[Dataset entries]

§

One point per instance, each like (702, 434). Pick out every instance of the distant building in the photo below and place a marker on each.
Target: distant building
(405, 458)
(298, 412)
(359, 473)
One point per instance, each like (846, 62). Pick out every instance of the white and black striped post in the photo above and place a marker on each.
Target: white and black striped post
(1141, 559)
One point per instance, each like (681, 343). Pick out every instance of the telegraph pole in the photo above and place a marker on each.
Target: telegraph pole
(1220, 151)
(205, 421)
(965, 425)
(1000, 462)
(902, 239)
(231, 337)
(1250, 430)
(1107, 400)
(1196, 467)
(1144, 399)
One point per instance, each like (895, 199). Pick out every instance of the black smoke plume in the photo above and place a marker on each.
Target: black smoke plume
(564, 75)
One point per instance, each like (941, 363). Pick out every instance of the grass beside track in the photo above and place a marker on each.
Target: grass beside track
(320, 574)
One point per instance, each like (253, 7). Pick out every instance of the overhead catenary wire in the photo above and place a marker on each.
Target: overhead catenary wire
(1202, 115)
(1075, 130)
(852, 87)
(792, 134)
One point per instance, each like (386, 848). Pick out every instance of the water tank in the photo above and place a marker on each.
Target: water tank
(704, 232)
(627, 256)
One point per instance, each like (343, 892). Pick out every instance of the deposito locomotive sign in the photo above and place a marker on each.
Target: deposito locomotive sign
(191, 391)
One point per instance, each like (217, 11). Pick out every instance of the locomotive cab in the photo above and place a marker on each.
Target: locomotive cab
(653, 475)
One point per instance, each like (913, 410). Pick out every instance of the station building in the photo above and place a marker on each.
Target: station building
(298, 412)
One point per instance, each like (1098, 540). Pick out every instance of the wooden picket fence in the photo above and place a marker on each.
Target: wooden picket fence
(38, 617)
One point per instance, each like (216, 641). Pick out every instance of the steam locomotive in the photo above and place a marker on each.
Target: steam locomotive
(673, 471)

§

Repeat the material above word for word, from its first line through the line containing "(1144, 399)", including that line.

▶ SOLUTION TO THE PROBLEM:
One point per instance, each like (702, 434). Pick out every instance of the distant building in the photo below and place a marker on each.
Target: distant building
(405, 458)
(298, 412)
(359, 473)
One point per instance, each like (846, 62). Pick out every instance of the white and black striped post in the photo above and place a marker on each.
Target: white and black striped post
(1141, 559)
One point per instance, each like (681, 343). Pick out every instance of the telegraph pole in the photo above and place a marker on each.
Target: telegraph pole
(1220, 151)
(205, 421)
(965, 425)
(1000, 462)
(902, 239)
(231, 337)
(1250, 430)
(1107, 400)
(1196, 467)
(1144, 399)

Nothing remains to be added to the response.